**Stated goal**: Write out the part of the Octave plotting passage below that runs between "This page show" and "six trigonometric functions.", inclusive, without changing any characters.

— Begin Given passage —

This page show how to plot more than one function on a single pair of axes. Some new plotting methods are introduced and some inequalities involving trigonometric functions are illustrated. The last Sage interact illustrates the circular function definitions of the six trigonometric functions.
The previously introduced hold on command can be used to combine the plots of more than one function. Often, however, it's more convenient to simply pass more than one pair of input and output arrays in a single invocation of the basic plot command. For example,
octave:1> x = -2*pi: pi/20 : 2*pi; octave:2> y1 = sin(x); octave:3> y2 = cos(x); octave:4> plot( x, y1, x, y2 )
produces
The assignment x = -2*pi: pi/20 : 2*pi; stores an array of values from $-2\pi$ to $2\pi$ evenly spaced by $\frac{\pi}{20}$ in variable x. This array has 81 values. If you'd prefer to specify the number of values in the array rather than the spacing between consecutive values, you can use the linspace command in place of the colon operator. The syntax for this command is linspace( initial value, final value, number of values), so x = linspace(-2*pi, 2*pi, 81) is equivalent to x = -2*pi: pi/20 : 2*pi.
The plot command accepts optional arguments that specify line styles, markers and colors for each plot. Consult Octave or MATLAB documentation for details. For a simple example, the code immediately below plots $\sin{x}$ in red with circular markers next to $\cos{x}$ in black without markers.
octave:1> x = linspace(-2*pi, 2*pi, 100); octave:2> y1 = sin(x); octave:3> y2 = cos(x); octave:4> plot( x, y1, '-or', x, y2, 'k' )

— End Given passage —
— Begin Extracted material —

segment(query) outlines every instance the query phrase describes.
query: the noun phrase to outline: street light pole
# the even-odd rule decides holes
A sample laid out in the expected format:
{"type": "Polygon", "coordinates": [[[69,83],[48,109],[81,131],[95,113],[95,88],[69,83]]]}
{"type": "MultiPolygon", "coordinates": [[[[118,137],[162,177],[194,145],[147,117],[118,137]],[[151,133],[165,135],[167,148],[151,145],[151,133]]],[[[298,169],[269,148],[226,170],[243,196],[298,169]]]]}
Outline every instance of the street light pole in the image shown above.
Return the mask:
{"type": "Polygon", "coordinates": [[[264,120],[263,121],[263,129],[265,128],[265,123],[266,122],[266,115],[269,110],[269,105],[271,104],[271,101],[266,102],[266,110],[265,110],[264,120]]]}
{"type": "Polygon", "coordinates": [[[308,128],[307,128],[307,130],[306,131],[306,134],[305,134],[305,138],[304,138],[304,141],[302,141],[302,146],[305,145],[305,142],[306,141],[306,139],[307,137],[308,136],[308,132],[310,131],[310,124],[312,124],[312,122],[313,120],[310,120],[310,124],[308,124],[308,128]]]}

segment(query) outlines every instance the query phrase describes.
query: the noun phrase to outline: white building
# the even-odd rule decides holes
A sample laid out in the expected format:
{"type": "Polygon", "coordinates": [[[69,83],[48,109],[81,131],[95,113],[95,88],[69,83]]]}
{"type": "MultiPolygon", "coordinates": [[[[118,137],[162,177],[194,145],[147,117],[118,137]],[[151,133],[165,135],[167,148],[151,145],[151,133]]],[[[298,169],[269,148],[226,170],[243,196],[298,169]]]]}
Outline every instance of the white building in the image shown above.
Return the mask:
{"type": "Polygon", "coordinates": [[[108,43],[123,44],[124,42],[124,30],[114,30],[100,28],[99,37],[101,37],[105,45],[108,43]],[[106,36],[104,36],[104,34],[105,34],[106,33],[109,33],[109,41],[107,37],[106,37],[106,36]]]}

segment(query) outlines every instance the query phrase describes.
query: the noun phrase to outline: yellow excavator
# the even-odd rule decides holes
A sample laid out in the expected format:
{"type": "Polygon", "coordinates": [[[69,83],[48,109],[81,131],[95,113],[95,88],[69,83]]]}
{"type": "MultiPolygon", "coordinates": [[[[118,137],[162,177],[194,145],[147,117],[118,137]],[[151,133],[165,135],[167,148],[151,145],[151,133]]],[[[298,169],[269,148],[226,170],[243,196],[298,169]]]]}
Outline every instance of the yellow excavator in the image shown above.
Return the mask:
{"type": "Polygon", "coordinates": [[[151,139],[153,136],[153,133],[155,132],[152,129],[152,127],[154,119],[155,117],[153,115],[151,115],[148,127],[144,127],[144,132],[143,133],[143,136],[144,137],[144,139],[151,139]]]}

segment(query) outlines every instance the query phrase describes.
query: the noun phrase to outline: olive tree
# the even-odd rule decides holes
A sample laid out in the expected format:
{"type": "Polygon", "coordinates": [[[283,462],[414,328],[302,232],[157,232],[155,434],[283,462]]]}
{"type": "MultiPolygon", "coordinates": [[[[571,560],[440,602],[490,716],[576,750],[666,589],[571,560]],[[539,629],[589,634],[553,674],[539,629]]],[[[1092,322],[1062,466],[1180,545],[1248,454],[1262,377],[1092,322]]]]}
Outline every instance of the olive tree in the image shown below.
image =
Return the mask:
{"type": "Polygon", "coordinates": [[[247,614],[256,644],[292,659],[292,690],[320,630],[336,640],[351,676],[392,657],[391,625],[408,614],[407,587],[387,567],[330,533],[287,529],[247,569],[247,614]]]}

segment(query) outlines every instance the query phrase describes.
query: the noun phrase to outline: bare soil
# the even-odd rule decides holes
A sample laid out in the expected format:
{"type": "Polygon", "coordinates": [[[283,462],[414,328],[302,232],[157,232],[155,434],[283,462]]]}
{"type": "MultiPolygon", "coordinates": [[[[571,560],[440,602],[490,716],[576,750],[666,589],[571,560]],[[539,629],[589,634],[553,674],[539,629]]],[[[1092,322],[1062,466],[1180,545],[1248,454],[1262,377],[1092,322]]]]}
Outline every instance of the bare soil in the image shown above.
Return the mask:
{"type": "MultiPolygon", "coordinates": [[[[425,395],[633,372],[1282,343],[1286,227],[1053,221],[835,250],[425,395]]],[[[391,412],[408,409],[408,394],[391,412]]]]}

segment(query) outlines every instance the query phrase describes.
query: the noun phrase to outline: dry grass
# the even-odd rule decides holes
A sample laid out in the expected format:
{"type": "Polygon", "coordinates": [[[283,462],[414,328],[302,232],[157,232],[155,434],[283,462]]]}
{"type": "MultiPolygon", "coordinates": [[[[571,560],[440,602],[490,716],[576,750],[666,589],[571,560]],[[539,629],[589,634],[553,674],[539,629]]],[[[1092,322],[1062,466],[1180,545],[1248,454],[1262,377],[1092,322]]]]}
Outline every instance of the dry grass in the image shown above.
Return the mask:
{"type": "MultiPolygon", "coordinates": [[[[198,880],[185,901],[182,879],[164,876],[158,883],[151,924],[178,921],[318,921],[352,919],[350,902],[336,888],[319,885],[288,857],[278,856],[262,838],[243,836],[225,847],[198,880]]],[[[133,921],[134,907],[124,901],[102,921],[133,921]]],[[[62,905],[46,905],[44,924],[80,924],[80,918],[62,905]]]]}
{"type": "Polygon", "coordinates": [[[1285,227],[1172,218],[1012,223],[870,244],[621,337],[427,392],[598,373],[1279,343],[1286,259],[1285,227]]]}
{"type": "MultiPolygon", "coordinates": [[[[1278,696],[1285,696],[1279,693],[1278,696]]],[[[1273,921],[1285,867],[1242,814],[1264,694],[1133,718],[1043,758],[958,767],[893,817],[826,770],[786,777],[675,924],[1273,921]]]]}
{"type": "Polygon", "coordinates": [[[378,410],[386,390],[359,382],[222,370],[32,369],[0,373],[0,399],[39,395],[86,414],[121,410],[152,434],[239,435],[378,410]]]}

— End Extracted material —

**Worked solution**:
This page show how to plot more than one function on a single pair of axes. Some new plotting methods are introduced and some inequalities involving trigonometric functions are illustrated. The last Sage interact illustrates the circular function definitions of the six trigonometric functions.